**Requirement:** In the copy, include no images, and repeat each entry precisely as written.

**Entries provided:**
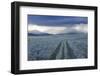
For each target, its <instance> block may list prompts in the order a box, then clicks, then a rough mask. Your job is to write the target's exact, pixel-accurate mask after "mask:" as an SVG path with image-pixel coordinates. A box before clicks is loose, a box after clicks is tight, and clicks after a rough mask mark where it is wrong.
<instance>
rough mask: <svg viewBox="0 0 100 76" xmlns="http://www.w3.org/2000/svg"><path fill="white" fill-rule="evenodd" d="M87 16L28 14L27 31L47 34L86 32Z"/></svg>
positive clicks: (86, 25) (86, 28) (33, 32)
mask: <svg viewBox="0 0 100 76" xmlns="http://www.w3.org/2000/svg"><path fill="white" fill-rule="evenodd" d="M87 24H88V18H87V17H78V16H44V15H28V32H32V33H38V32H45V33H49V34H59V33H68V32H72V31H78V32H85V33H86V32H87V28H88V27H87Z"/></svg>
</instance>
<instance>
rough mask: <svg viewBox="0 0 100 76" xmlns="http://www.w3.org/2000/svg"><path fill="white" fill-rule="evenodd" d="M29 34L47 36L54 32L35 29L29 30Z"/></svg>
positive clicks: (30, 35) (30, 34) (50, 34)
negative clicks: (31, 30) (48, 31)
mask: <svg viewBox="0 0 100 76" xmlns="http://www.w3.org/2000/svg"><path fill="white" fill-rule="evenodd" d="M28 35H29V36H47V35H52V34H49V33H45V32H40V31H38V30H33V31H30V32H28Z"/></svg>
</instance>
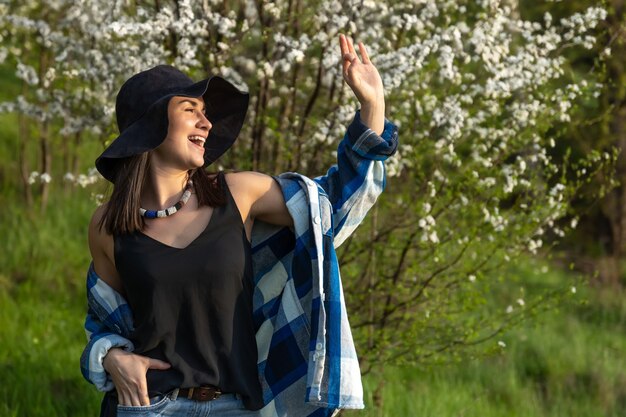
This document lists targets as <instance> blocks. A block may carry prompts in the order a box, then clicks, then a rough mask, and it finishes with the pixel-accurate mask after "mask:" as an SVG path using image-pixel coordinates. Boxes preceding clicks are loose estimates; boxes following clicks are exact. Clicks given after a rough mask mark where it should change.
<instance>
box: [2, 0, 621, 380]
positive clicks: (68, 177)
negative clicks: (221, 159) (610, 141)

**Your response:**
For each target, its <instance> block may list prompts in the order a box, then clicks, then a rough mask. Your job is to write the target's exact, pixel-accurate mask after "mask:" as an SVG path with image-pixel coordinates. A box before clicks is loose, a box after clicks is tight, and clicks after a rough mask mark where it is wrong.
<instance>
rough mask: <svg viewBox="0 0 100 76" xmlns="http://www.w3.org/2000/svg"><path fill="white" fill-rule="evenodd" d="M87 16L28 14L27 31L47 34L86 32Z"/></svg>
positive clicks: (86, 25) (86, 28) (33, 32)
mask: <svg viewBox="0 0 100 76" xmlns="http://www.w3.org/2000/svg"><path fill="white" fill-rule="evenodd" d="M87 24H88V18H87V17H78V16H44V15H28V32H32V33H38V32H45V33H49V34H59V33H68V32H72V31H78V32H85V33H86V32H87V28H88V27H87Z"/></svg>
</instance>
<instance>
rough mask: <svg viewBox="0 0 100 76" xmlns="http://www.w3.org/2000/svg"><path fill="white" fill-rule="evenodd" d="M29 34L47 36L54 32L35 29L29 30Z"/></svg>
positive clicks: (30, 35) (30, 34) (50, 34)
negative clicks: (31, 30) (48, 31)
mask: <svg viewBox="0 0 100 76" xmlns="http://www.w3.org/2000/svg"><path fill="white" fill-rule="evenodd" d="M28 35H29V36H47V35H52V34H49V33H45V32H40V31H38V30H33V31H30V32H28Z"/></svg>
</instance>
This document lists targets as <instance> blocks. A block may carry prompts in the order a box, then clicks, then a rough mask, and it finishes with the pixel-accurate mask after "mask:" as an SVG path using image-pixel coordinates. Boxes preceding clicks are loose estimates; boxes following clicks are exact. Clicks given after a rough mask mark where it should change.
<instance>
box: [2, 0, 621, 380]
positive clicks: (68, 177)
negative clicks: (221, 159) (610, 141)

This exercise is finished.